YOUR OBJECTIVE: Write the entries below out again without a single difference.

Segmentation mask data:
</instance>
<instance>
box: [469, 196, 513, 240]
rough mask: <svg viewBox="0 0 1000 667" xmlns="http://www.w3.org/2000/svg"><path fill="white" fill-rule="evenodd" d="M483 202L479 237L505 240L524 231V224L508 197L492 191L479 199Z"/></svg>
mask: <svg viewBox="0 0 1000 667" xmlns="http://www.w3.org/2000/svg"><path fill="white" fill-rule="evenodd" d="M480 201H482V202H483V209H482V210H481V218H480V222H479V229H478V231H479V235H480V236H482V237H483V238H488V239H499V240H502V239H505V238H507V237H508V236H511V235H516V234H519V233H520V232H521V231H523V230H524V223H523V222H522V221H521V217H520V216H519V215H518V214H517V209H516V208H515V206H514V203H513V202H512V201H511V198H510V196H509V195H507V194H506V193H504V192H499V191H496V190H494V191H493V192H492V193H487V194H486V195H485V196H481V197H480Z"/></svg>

ANSWER BOX:
</instance>
<instance>
box: [469, 196, 513, 240]
rough mask: <svg viewBox="0 0 1000 667" xmlns="http://www.w3.org/2000/svg"><path fill="white" fill-rule="evenodd" d="M483 202L479 237L505 240L524 231V224L508 197L492 191L479 199Z"/></svg>
mask: <svg viewBox="0 0 1000 667" xmlns="http://www.w3.org/2000/svg"><path fill="white" fill-rule="evenodd" d="M480 201H482V202H483V209H482V210H481V218H480V222H479V229H478V231H479V235H480V236H482V237H483V238H488V239H499V240H502V239H505V238H507V237H508V236H511V235H516V234H519V233H520V232H521V231H523V230H524V223H523V222H522V221H521V217H520V216H519V215H518V214H517V209H516V208H515V206H514V203H513V202H512V201H511V198H510V196H509V195H507V194H506V193H504V192H499V191H496V190H494V191H493V192H492V193H487V194H486V195H485V196H481V197H480Z"/></svg>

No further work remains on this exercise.